Task requirements — Copy every entry word for word, but skip the pictures.
BEGIN Record list
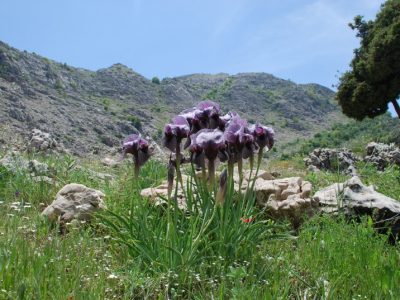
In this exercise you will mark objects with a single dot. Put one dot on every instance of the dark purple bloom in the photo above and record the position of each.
(139, 148)
(239, 139)
(175, 132)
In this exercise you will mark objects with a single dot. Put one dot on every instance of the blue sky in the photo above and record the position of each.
(302, 40)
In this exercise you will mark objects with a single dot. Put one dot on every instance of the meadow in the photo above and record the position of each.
(135, 250)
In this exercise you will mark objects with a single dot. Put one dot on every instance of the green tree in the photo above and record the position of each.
(374, 79)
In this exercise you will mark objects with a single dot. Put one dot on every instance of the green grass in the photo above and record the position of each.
(139, 251)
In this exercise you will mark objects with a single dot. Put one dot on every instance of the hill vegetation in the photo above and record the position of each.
(90, 112)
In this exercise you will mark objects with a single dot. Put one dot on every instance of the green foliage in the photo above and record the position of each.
(214, 94)
(373, 82)
(354, 135)
(155, 80)
(135, 121)
(141, 251)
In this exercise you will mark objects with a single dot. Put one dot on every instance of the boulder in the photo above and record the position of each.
(355, 199)
(15, 163)
(75, 202)
(286, 198)
(332, 160)
(158, 195)
(43, 142)
(382, 155)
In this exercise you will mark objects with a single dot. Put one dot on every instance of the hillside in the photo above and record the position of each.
(90, 112)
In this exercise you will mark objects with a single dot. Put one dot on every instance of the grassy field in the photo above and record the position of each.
(138, 251)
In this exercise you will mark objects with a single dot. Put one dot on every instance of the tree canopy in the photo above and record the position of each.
(374, 78)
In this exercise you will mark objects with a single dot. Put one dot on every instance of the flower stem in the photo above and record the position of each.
(240, 171)
(260, 157)
(211, 174)
(178, 166)
(136, 169)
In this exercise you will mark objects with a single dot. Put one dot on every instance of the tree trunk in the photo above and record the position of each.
(396, 107)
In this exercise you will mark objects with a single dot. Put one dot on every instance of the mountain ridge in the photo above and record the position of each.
(91, 111)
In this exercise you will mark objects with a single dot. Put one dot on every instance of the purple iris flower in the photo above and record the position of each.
(139, 148)
(264, 136)
(207, 144)
(240, 145)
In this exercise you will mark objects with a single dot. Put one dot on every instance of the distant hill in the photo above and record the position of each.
(90, 112)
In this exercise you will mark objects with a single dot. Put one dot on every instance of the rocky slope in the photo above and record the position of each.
(90, 112)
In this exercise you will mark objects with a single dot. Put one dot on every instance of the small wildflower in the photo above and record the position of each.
(247, 220)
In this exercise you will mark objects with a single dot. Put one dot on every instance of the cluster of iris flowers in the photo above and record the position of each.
(210, 137)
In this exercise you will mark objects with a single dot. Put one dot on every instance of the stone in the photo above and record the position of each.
(355, 199)
(43, 142)
(43, 179)
(382, 155)
(332, 160)
(110, 162)
(286, 198)
(75, 202)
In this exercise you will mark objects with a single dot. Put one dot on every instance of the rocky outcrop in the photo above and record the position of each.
(90, 112)
(43, 142)
(286, 198)
(355, 199)
(382, 155)
(75, 202)
(332, 160)
(282, 198)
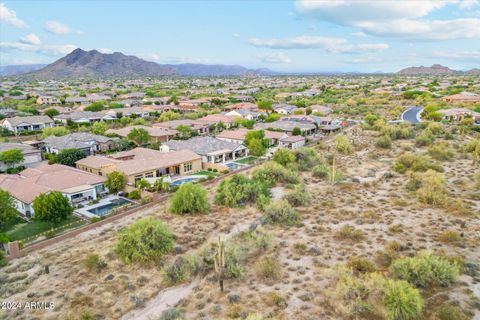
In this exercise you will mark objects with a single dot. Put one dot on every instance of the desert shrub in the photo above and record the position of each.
(451, 312)
(402, 301)
(426, 269)
(269, 268)
(306, 158)
(280, 212)
(423, 140)
(413, 162)
(283, 156)
(349, 233)
(144, 241)
(383, 142)
(342, 144)
(321, 170)
(441, 152)
(360, 265)
(189, 199)
(299, 196)
(271, 173)
(433, 190)
(93, 263)
(238, 190)
(176, 271)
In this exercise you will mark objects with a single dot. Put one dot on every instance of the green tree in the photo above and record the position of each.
(139, 135)
(99, 127)
(55, 131)
(53, 207)
(184, 131)
(189, 199)
(11, 157)
(284, 156)
(68, 157)
(144, 241)
(51, 112)
(95, 106)
(7, 208)
(116, 181)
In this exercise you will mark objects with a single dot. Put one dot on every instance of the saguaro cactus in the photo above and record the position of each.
(219, 261)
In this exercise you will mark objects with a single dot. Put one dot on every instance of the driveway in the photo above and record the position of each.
(412, 115)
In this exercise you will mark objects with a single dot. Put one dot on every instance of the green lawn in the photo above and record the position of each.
(20, 229)
(246, 160)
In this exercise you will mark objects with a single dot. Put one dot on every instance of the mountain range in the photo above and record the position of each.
(94, 64)
(436, 69)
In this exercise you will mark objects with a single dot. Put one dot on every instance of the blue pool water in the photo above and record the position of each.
(103, 210)
(183, 180)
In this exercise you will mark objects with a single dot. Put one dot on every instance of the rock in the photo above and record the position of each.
(233, 298)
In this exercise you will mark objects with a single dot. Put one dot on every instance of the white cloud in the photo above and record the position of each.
(59, 28)
(316, 42)
(465, 55)
(405, 20)
(10, 17)
(52, 50)
(31, 38)
(275, 57)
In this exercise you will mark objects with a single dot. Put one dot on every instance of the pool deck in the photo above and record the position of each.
(104, 201)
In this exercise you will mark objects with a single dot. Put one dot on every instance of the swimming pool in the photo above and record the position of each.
(105, 209)
(181, 181)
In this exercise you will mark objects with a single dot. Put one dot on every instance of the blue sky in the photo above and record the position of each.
(302, 35)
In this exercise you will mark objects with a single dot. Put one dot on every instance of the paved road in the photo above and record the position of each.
(412, 115)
END Record list
Response to this exercise —
In this exercise you will mark objects with a single dot. Put one dot on every instance of the dark purple bloom in the photo above and record the position of each.
(139, 148)
(239, 139)
(175, 132)
In this exercise you will mark objects with a single dot. Put one dot on every instance of the blue sky in the photo above and record the position of each.
(302, 40)
In this exercise you will mark objects with a single dot. Put one dot on every instance of the meadow in the photo above and record the position of each.
(135, 250)
In this exercise you will mark objects with a single dot. Put one dot on every instance of the green tree in the photo above and record the position of each.
(374, 79)
In this exercise you will mark objects with a single dot. Put one dot on every instance of the green grass in the photo above and record the position of each.
(139, 251)
In this exercise you will mark objects with a single dot. Put one dot on every instance of the hill vegetation in the photo above and record the position of each.
(90, 112)
In this exercise you will mark objects with a single dot. Put one dot on every instance of the green foliage in the photo above and record the position of each.
(214, 94)
(373, 82)
(354, 135)
(155, 80)
(135, 121)
(141, 251)
In this exercise you will mark objects with a single dot. Put one dot on every instance of the boulder in the photo above and record the position of each.
(355, 199)
(15, 163)
(75, 202)
(286, 198)
(332, 160)
(158, 195)
(43, 142)
(382, 155)
In this exercise you will mark objects with a single dot. Put one dot on every instance of the hillside in the photo above and record the position of each.
(90, 112)
In this exercise you will mark objects with a single dot. Put one dot on every instance of the grassy field in the photo above and record the position of each.
(138, 251)
In this exercise you will mark objects with a single dot. Put one dot on every instance of the tree canopy in the photo above and record the position of each.
(374, 78)
In this exercise you will mark objects with a single dot. Put one dot on every instance of the flower stem in the photo above and record the position of each.
(240, 171)
(260, 157)
(211, 174)
(178, 166)
(136, 169)
In this exercise you will mark objects with a single dot. Put one dot on every instance of the tree trunk in the photo above and record the position of each.
(396, 107)
In this exercise you will mark objects with a single dot. Put one dot on every instance of the mountain ridge in the photo above and record the position of each.
(91, 111)
In this exercise you will mark objects with a single dot. Put one dot on every instance of the purple iris flower in the photo above and record the position of each.
(139, 148)
(264, 136)
(207, 144)
(240, 145)
In this exercise you will mark objects with a single dot. Put one dot on every instance of the distant hill in the photo above and record the position of each.
(90, 112)
In this exercise you will mark objects with a single dot. Put one dot on every instance of the rocky slope in the photo above and record the position of each.
(90, 112)
In this exercise you will mark objects with a single dot. Put one dot on every instance of the small wildflower in the photo above and record the position of each.
(247, 220)
In this exercise you will mark objects with a single dot. Put one dot on every instance of the cluster of iris flowers in the photo above and record the position of each.
(210, 137)
In this exercise you will mark objects with a single dot. Put one dot on every instance of the stone in the photo above and record the position of each.
(355, 199)
(43, 142)
(43, 179)
(382, 155)
(332, 160)
(110, 162)
(286, 198)
(75, 202)
In this exercise you will mark objects with a single dot. Put one dot on every instance of the rocky outcrop in the photo above and record the position of each.
(90, 112)
(43, 142)
(286, 198)
(355, 199)
(382, 155)
(75, 202)
(332, 160)
(282, 198)
In this exercise you will mark objects with a single dot. Put one dot on every instance of the desert shrub in the photo above and record the position of each.
(451, 312)
(402, 301)
(426, 269)
(269, 268)
(306, 158)
(280, 212)
(423, 140)
(413, 162)
(283, 156)
(349, 233)
(144, 241)
(383, 142)
(342, 144)
(321, 170)
(441, 152)
(360, 265)
(189, 199)
(299, 196)
(271, 173)
(433, 190)
(93, 263)
(238, 190)
(176, 271)
In this exercise you will mark objects with a single dot. Put one dot on every instance of the green tree in the photo above and record the position of each.
(139, 135)
(99, 127)
(55, 131)
(53, 207)
(184, 131)
(189, 199)
(11, 157)
(284, 156)
(68, 157)
(144, 241)
(51, 112)
(95, 106)
(7, 208)
(116, 181)
In this exercise you will mark objects with a single dot. Put one dot on every instance of the saguaro cactus in the photo above and record the position of each.
(219, 261)
In this exercise you will mark objects with a single dot. Put one dot on every instance of the driveway in the photo above and record the position of each.
(412, 115)
In this exercise you will mark objects with a single dot. Put one dot on every instance of the green lawn in the photo above and record the position of each.
(20, 229)
(246, 160)
In this exercise you will mark objects with a single dot. Put one dot on every instance of the mountain range in the photo above and record the position of each.
(94, 64)
(436, 69)
In this exercise you will mark objects with a single dot. Put one dot on every instance of the blue pool water in the photo above and record the position of each.
(103, 210)
(183, 180)
In this exercise you will mark objects with a single dot. Put one dot on every instance of the rock in the photo above and record the position of each.
(233, 298)
In this exercise you will mark objects with a single dot. Put one dot on every instance of the white cloud in the photo above and record the position of each.
(59, 28)
(316, 42)
(465, 55)
(405, 20)
(10, 17)
(52, 50)
(31, 38)
(275, 57)
In this exercise you will mark objects with a single dot. Put one dot on every instance of the pool deck in the photo above and record the position of each.
(104, 201)
In this exercise you will mark objects with a single dot. Put one dot on every instance of the swimming pool in the photo above and record the position of each.
(105, 209)
(181, 181)
In this exercise you will mark objects with a single dot. Put one dot on every instance of the blue sky in the photo above and record the position of each.
(302, 35)
In this exercise you will mark objects with a single dot. Put one dot on every instance of the paved road in the photo above and record the position of each.
(412, 115)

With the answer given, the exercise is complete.